DIRECTIONS FOR THIS TASK ▸ Pictures do not belong in the copy. Return all of the entries exactly.
### DATA LISTING
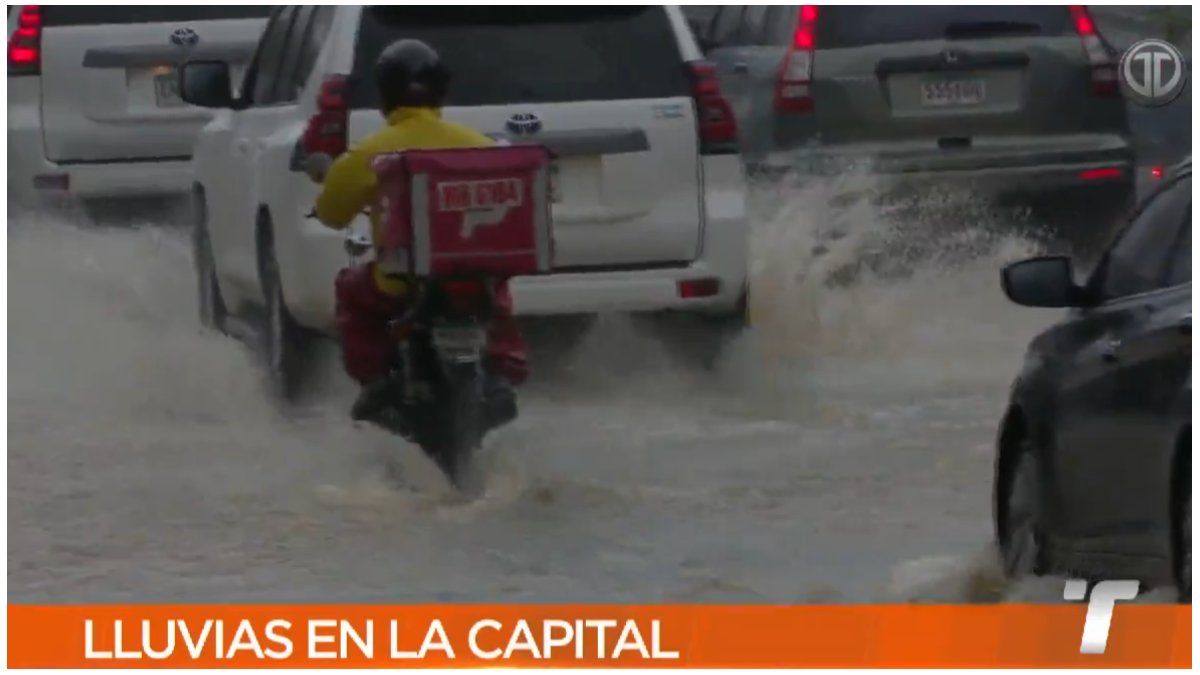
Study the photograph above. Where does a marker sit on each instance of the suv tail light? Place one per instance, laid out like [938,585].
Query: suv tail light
[1104,71]
[793,89]
[714,115]
[25,45]
[327,130]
######
WRITTEN SOLUTION ▸
Study the photograph above. Where does a marker sit on each instance of the suv tail light? Place one per instance, laid out like [938,585].
Query: suv tail light
[1104,71]
[793,89]
[714,115]
[25,45]
[327,130]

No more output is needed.